=== Problem description ===
Extract all of the following lines word for word, leaving the pictures out of your answer.
BEGIN Records provided
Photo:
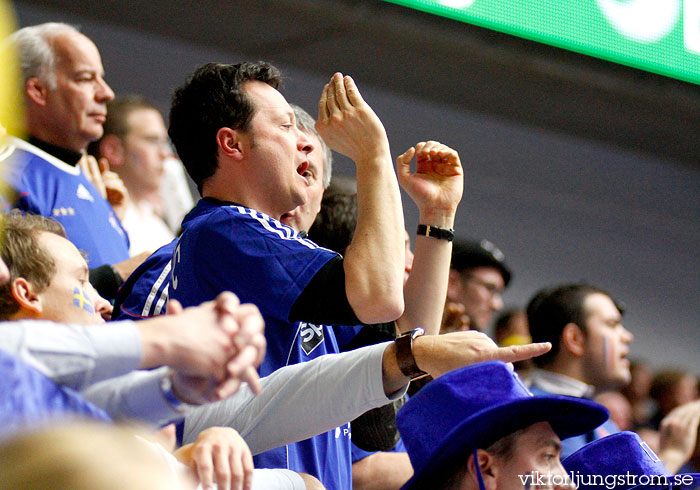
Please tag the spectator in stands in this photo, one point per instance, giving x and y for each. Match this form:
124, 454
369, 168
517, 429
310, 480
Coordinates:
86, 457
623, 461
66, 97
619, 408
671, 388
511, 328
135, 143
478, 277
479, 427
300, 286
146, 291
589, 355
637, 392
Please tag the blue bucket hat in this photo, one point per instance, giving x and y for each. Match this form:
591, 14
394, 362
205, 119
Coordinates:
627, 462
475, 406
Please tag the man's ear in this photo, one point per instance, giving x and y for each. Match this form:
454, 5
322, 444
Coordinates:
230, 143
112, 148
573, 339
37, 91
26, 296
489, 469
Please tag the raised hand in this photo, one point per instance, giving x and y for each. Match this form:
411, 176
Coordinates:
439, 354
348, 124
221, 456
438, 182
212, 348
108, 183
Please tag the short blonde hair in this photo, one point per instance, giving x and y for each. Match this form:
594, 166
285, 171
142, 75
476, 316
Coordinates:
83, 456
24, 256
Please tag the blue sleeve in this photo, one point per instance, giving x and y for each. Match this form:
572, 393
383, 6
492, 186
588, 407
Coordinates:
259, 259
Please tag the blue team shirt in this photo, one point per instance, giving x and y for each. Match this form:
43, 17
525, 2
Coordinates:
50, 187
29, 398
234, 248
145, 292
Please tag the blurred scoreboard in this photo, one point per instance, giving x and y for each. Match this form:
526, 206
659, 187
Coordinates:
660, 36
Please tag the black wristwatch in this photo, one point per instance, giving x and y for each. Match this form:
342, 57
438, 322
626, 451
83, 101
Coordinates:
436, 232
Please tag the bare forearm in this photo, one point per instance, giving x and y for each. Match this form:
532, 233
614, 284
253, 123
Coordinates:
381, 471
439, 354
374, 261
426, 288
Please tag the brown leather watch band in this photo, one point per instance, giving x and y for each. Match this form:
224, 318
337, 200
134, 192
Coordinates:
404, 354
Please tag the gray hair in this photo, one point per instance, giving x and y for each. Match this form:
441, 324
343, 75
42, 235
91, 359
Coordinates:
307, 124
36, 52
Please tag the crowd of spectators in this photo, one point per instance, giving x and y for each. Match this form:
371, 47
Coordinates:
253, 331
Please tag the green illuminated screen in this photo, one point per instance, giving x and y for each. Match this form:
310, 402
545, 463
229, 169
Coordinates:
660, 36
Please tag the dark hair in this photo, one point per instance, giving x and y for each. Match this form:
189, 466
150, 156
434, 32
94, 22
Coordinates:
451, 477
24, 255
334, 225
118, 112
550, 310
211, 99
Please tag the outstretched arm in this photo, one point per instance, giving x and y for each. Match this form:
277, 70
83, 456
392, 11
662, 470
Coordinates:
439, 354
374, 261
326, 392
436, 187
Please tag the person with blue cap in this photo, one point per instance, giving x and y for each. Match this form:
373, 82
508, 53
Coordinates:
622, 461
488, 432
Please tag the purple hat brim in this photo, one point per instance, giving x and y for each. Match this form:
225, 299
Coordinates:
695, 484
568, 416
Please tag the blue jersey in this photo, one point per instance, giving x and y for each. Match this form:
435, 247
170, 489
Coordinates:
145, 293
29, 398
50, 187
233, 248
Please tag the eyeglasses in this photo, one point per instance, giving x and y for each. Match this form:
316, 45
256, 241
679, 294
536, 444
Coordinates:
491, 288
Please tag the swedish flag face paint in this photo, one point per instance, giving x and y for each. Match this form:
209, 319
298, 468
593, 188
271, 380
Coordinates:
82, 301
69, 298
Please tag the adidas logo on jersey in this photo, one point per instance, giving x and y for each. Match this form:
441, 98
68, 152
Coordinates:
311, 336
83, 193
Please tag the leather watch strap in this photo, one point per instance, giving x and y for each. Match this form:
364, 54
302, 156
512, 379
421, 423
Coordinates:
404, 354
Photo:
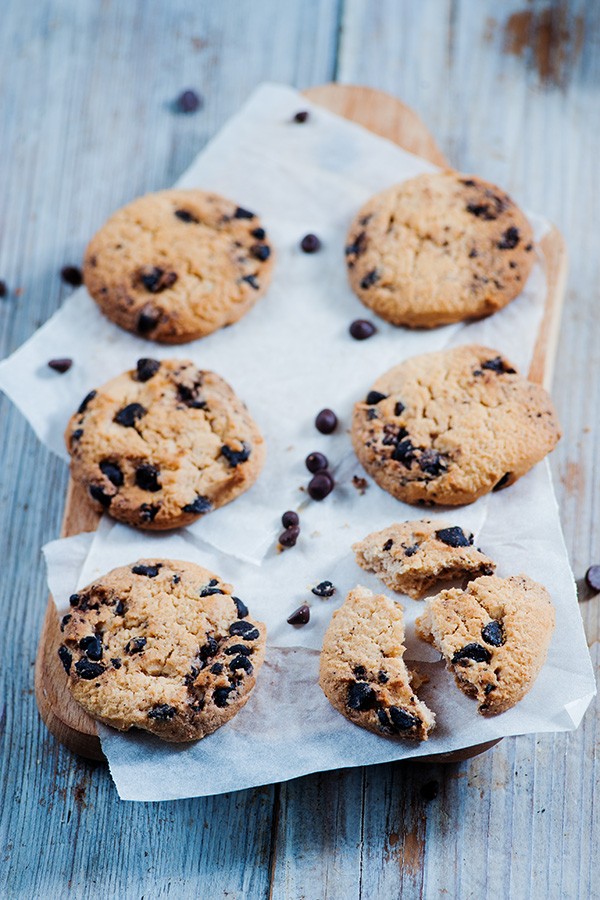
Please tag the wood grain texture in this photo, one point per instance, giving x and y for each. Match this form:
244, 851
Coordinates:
END Records provided
=== Exercise solution ===
Photo:
Please tag the spectator in stands in this photo, one point per instance, giving x and y for each. Match this form:
124, 454
369, 168
517, 429
310, 480
Coordinates:
86, 457
623, 461
66, 97
619, 408
671, 388
511, 328
135, 143
478, 277
479, 427
300, 286
146, 291
589, 355
637, 392
Please tag the blue bucket hat in this photo, one point per instance, giving x and y for each. Match this form:
591, 14
394, 362
205, 119
Coordinates:
627, 462
475, 406
Please tag the man's ear in this photo, one point per instance, giving x and y for each. Match this form:
454, 5
322, 444
Coordinates:
230, 143
112, 148
573, 339
37, 91
26, 296
489, 469
Please tag the raised hand in this photo, one point per instance, giving x and y for each. Match this form:
411, 176
Coordinates:
439, 354
348, 124
221, 456
438, 182
212, 348
108, 183
Please tag the short blonde hair in this photo, one point per instance, giving x and y for each. Match this form:
594, 166
285, 171
142, 75
476, 316
Coordinates:
83, 456
24, 256
Please tag the blue sleeve in this photo, one point per instance, giving x and y for each. Match this form:
572, 393
383, 6
492, 186
588, 407
Coordinates:
259, 259
Please tag the blue team shirt in this photo, one point per instance, giving x and y for each. Match this form:
43, 17
525, 2
Coordinates:
50, 187
29, 398
234, 248
145, 292
Please tag the blurred scoreboard in this photo, one point per instance, giving x and y for each. Match this form:
526, 206
659, 187
Coordinates:
660, 36
Please tag the black wristwatch in this photo, one point per instance, giving x and y for each. Match this form:
342, 57
438, 322
626, 451
83, 101
Coordinates:
436, 232
Please tag the bare forearm in this photo, one point per instance, giving x and y for each. Match this form:
532, 233
614, 284
253, 123
Coordinates:
381, 471
439, 354
374, 261
426, 288
Please tag the brown leather watch band in this photo, one point per instance, giving x and y for each. Match this form:
224, 318
337, 200
134, 192
Coordinates:
404, 354
Please tag the gray hair in this photo, one point per instance, giving x and y for each. Match this form:
441, 324
343, 75
42, 235
91, 359
Coordinates:
307, 124
36, 52
Please tag the crowd of spectators in this photo, one point per instance, giving x and y for each. Match this form:
371, 47
Coordinates:
253, 331
Please tag the green illuminated screen in this photo, one point per instance, giving x and y for each. Match this form:
310, 402
545, 463
229, 169
Coordinates:
660, 36
Please tag the dark hair in this photo, one point per instance, giving x and y for each. Match this form:
189, 466
150, 156
434, 32
94, 22
Coordinates:
451, 477
24, 255
334, 225
118, 112
550, 310
211, 99
Please tag the outstretched arm in this photo, one point per instance, giving x and y for each. Match this form:
277, 70
83, 456
392, 11
662, 470
Coordinates:
439, 354
374, 261
326, 392
436, 187
Please tag the person with blue cap in this photo, one point per instance, giving x and y for each. Match this form:
373, 82
508, 53
Coordinates:
622, 461
488, 432
Please tag the purple hat brim in this photo, one point per instance, giving x and y for each. Match this form:
225, 299
Coordinates:
695, 484
568, 416
Please tag the blue jersey in this photo, one point per instance, giving x and y for each. Match this form:
435, 247
170, 489
Coordinates:
145, 293
29, 398
50, 187
233, 248
Please tag the eyeglasses in this photo, one point per instance, giving x and y for each. Match this form:
316, 45
256, 241
679, 294
536, 444
Coordinates:
491, 288
Please tag the swedish flag face paint in this photo, one point per instance, giving x and y for each. Match this form:
209, 319
298, 468
593, 188
271, 380
Coordinates:
82, 301
69, 298
Please tag the adidas logo on jersey in this photo, one point per instance, giving x and y for each. Match this form:
441, 98
68, 152
Coordinates:
311, 336
83, 193
Please tag the leather watch strap in this photo, one point per instance, giving x and y for each. Match this form:
364, 54
302, 156
512, 379
421, 423
Coordinates:
404, 354
Photo:
Please tag the wood grain texture in this photo, one point per instance, giving x and y for each. Match this form:
244, 851
Coordinates:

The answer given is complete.